Records from a data collection:
=====

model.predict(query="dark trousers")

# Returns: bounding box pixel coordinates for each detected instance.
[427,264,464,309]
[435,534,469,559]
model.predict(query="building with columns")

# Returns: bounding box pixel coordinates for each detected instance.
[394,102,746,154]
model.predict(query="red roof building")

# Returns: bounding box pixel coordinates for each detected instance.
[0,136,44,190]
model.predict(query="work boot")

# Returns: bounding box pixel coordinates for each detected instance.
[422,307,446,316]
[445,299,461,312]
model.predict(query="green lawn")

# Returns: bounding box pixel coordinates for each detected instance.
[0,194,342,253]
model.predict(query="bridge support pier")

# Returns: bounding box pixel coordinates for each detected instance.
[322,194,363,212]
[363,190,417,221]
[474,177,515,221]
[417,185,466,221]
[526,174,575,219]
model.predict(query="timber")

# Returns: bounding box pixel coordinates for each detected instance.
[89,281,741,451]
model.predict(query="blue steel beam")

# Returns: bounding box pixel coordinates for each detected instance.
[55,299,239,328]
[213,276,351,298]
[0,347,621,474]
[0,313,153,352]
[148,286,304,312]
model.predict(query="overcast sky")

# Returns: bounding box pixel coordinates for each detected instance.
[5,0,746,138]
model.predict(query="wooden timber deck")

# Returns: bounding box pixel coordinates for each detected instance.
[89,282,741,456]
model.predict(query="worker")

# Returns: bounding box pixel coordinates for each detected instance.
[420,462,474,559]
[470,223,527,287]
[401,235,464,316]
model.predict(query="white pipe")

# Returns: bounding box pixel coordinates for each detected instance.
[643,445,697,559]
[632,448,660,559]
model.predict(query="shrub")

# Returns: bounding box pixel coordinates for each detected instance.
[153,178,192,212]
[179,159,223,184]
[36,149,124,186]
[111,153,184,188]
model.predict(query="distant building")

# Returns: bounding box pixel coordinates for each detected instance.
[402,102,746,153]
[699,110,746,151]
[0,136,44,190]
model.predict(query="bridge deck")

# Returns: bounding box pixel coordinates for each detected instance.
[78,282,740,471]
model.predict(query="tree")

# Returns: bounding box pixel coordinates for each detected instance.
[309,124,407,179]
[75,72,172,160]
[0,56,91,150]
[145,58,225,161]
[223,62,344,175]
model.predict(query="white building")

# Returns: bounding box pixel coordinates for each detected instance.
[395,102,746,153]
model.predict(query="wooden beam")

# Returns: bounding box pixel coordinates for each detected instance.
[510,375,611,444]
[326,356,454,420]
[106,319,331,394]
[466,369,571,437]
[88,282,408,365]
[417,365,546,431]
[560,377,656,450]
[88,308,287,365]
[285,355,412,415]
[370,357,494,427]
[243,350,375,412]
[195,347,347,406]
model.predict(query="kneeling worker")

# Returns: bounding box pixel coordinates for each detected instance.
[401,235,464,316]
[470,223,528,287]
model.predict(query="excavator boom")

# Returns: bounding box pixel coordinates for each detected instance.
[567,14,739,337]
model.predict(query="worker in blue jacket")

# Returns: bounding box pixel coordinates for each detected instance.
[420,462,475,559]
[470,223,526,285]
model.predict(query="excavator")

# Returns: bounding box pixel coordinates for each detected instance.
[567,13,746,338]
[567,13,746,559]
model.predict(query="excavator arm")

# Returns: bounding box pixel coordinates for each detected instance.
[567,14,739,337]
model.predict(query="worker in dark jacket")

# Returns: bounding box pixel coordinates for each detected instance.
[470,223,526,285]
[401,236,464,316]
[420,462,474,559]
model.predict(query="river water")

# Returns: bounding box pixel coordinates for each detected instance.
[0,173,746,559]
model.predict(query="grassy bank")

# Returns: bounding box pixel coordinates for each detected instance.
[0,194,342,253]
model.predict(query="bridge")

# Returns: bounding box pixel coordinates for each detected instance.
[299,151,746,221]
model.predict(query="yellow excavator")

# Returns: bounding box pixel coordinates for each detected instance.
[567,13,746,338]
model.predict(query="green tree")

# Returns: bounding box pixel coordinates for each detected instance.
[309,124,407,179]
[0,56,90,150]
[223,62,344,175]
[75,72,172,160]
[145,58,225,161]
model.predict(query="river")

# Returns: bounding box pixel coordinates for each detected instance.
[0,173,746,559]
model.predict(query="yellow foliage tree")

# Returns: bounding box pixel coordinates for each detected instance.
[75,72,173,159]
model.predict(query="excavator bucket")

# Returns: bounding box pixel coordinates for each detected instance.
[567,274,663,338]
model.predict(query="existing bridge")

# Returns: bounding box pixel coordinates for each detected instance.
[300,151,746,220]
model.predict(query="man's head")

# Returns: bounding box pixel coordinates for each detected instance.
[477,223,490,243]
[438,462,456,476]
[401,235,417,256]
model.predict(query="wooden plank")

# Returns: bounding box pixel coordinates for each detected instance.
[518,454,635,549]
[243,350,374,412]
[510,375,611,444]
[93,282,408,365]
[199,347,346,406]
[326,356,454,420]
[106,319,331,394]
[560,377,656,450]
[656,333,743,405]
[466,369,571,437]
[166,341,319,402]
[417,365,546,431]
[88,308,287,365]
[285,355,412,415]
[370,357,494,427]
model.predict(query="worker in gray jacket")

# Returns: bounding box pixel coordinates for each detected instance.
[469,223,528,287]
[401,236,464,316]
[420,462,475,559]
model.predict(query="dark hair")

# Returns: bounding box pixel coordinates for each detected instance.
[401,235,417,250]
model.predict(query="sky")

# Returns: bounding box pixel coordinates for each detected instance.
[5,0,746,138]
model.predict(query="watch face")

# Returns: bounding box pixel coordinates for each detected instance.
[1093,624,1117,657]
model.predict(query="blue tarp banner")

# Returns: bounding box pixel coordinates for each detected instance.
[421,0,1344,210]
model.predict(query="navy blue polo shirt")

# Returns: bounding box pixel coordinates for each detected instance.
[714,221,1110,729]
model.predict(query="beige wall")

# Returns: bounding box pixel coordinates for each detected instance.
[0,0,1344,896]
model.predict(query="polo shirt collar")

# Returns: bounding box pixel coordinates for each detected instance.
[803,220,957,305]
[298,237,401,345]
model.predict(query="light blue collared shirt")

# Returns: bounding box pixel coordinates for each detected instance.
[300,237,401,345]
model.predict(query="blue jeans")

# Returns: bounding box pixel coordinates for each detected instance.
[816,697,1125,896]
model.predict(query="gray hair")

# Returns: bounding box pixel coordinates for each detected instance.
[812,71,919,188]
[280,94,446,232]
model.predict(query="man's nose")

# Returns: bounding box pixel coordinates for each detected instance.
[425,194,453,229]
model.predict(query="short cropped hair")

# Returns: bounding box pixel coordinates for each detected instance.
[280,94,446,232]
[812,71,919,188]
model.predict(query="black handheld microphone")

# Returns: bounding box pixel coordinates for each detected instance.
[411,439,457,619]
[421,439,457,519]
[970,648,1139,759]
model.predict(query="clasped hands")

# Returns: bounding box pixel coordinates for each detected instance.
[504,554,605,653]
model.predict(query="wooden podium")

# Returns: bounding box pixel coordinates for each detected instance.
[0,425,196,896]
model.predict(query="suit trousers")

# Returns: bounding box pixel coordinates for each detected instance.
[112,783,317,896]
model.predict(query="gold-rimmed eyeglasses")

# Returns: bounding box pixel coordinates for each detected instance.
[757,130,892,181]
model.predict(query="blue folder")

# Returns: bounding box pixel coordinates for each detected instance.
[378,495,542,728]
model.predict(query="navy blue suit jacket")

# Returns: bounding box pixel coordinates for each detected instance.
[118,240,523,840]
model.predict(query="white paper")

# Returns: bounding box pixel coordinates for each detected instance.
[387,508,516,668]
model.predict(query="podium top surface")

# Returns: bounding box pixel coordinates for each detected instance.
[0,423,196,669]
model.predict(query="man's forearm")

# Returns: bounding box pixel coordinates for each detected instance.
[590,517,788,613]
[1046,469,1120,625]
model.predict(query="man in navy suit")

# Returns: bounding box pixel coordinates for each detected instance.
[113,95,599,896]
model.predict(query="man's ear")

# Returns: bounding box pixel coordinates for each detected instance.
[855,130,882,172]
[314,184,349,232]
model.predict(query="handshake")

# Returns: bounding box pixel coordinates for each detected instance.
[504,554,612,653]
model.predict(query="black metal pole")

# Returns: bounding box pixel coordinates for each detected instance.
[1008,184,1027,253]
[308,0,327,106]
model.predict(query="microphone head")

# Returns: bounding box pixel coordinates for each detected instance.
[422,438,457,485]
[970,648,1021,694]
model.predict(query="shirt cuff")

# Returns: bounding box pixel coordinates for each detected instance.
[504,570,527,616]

=====

> _EXERCISE TASK_
Pull out every line of the data above that contains the string "timber".

> _THE ANSWER_
model.predict(query="timber")
model.predict(query="wooden timber deck")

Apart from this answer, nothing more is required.